= DATA TO PROCESS =
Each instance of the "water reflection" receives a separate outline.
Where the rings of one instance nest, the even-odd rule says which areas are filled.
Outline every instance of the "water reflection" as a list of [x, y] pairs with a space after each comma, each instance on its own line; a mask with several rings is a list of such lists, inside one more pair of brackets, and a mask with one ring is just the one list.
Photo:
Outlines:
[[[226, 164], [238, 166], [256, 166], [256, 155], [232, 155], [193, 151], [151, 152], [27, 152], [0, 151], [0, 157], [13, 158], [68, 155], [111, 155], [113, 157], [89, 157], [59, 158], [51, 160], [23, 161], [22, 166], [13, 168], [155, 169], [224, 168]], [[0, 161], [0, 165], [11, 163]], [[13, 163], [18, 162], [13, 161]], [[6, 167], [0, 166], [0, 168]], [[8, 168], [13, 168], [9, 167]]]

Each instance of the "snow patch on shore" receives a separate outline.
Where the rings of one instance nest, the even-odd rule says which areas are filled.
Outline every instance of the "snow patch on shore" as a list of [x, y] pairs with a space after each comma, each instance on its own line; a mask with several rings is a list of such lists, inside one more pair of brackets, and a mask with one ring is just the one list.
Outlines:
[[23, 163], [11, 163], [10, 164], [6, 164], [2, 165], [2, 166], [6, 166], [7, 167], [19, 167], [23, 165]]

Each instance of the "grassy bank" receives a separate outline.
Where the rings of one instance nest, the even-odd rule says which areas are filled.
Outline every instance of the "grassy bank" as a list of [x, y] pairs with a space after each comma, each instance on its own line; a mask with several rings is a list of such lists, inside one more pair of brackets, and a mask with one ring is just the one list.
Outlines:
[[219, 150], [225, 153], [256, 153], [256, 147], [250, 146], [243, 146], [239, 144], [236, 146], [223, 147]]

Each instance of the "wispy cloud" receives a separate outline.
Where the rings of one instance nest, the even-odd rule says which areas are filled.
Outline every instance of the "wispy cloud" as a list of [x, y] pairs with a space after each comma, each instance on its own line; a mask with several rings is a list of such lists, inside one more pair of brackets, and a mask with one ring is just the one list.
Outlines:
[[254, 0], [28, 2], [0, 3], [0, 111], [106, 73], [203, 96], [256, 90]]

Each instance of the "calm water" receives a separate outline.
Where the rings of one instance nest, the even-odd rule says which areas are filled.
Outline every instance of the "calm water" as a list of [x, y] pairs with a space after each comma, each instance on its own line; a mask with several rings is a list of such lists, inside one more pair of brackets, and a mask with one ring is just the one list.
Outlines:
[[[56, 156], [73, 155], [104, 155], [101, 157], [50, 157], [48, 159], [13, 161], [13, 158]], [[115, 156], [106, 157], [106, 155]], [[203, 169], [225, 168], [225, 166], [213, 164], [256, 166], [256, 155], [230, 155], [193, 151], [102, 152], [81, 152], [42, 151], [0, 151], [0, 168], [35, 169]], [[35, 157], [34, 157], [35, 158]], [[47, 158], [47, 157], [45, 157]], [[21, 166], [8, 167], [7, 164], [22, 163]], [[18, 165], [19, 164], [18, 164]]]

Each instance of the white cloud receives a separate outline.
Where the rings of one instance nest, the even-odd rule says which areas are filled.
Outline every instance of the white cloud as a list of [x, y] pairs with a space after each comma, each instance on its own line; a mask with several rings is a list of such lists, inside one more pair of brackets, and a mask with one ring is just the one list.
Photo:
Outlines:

= WHAT IS BEING ASKED =
Rewrite every line of the records above as a JSON list of strings, with one string per line and no blank lines.

= TASK SOLUTION =
[
  "Each instance of the \"water reflection\" receives a separate outline.",
  "Where the rings of one instance nest, the even-odd rule says which areas are filled.",
  "Outline every instance of the \"water reflection\" as a list of [x, y] pairs with a space after each comma, each instance on its own line; a mask with several rings is a list of such lists, inside one more pair of brackets, and a mask with one ring is just the one list.",
  "Photo:",
  "Outlines:",
  "[[[226, 164], [238, 166], [256, 166], [256, 155], [232, 155], [193, 151], [151, 152], [27, 152], [0, 151], [0, 157], [13, 158], [68, 155], [111, 155], [113, 157], [89, 157], [59, 158], [51, 160], [23, 161], [22, 166], [13, 168], [155, 169], [224, 168]], [[0, 161], [0, 165], [11, 163]], [[13, 163], [18, 162], [13, 161]], [[6, 167], [0, 166], [0, 168]], [[8, 168], [13, 168], [9, 167]]]",
  "Each instance of the \"snow patch on shore\" receives a separate outline.",
  "Where the rings of one instance nest, the even-odd rule says which areas are filled.",
  "Outline every instance of the \"snow patch on shore\" as a list of [x, y] pairs with a space after each comma, each instance on its own line; a mask with several rings is a list of such lists, inside one more pair of brackets, and a mask with one ring is just the one list.",
  "Outlines:",
  "[[23, 163], [11, 163], [10, 164], [6, 164], [2, 165], [2, 166], [6, 166], [7, 167], [19, 167], [23, 165]]",
  "Each instance of the \"grassy bank\" receives a separate outline.",
  "Where the rings of one instance nest, the even-odd rule says which areas are filled.",
  "Outline every instance of the \"grassy bank\" as a list of [x, y] pairs with a space after each comma, each instance on its own line; a mask with several rings is a list of such lists, inside one more pair of brackets, and a mask with one ring is just the one list.",
  "Outlines:",
  "[[219, 150], [225, 153], [256, 153], [256, 147], [250, 146], [243, 146], [239, 144], [236, 146], [223, 147]]",
  "Each instance of the \"wispy cloud\" receives a separate outline.",
  "Where the rings of one instance nest, the even-odd rule says which areas are filled.",
  "Outline every instance of the \"wispy cloud\" as a list of [x, y] pairs with a space after each comma, each instance on its own line; a mask with several rings is a list of such lists, inside one more pair of brackets, and a mask with one ring is just the one list.",
  "Outlines:",
  "[[254, 0], [28, 2], [0, 3], [0, 111], [106, 73], [203, 96], [256, 90]]",
  "Each instance of the \"calm water\" receives a separate outline.",
  "Where the rings of one instance nest, the even-odd rule says which areas are filled.",
  "Outline every instance of the \"calm water\" as a list of [x, y] pairs with a space after each comma, each instance on its own line; a mask with several rings is a list of such lists, inside one more pair of brackets, and a mask with one ring is just the one list.",
  "Outlines:",
  "[[[56, 156], [73, 155], [104, 155], [101, 157], [50, 157], [48, 159], [13, 161], [13, 158]], [[115, 156], [106, 157], [106, 155]], [[203, 169], [225, 168], [225, 166], [213, 164], [256, 166], [256, 155], [230, 155], [193, 151], [102, 152], [81, 152], [42, 151], [0, 151], [0, 168], [35, 169]], [[35, 157], [34, 157], [35, 158]], [[47, 158], [47, 157], [45, 157]], [[21, 166], [8, 167], [7, 164], [22, 163]], [[18, 165], [19, 164], [18, 164]]]",
  "Each instance of the white cloud receives a separate outline.",
  "Where the rings of one instance nest, the even-odd rule says which areas are filled.",
  "Outline every instance of the white cloud as a list of [x, y] pairs with a space after each comma, each instance on its own line; a mask with several rings is a list of such lists, inside one more pair of brackets, and a mask with one ring is just the one list.",
  "Photo:",
  "Outlines:"
]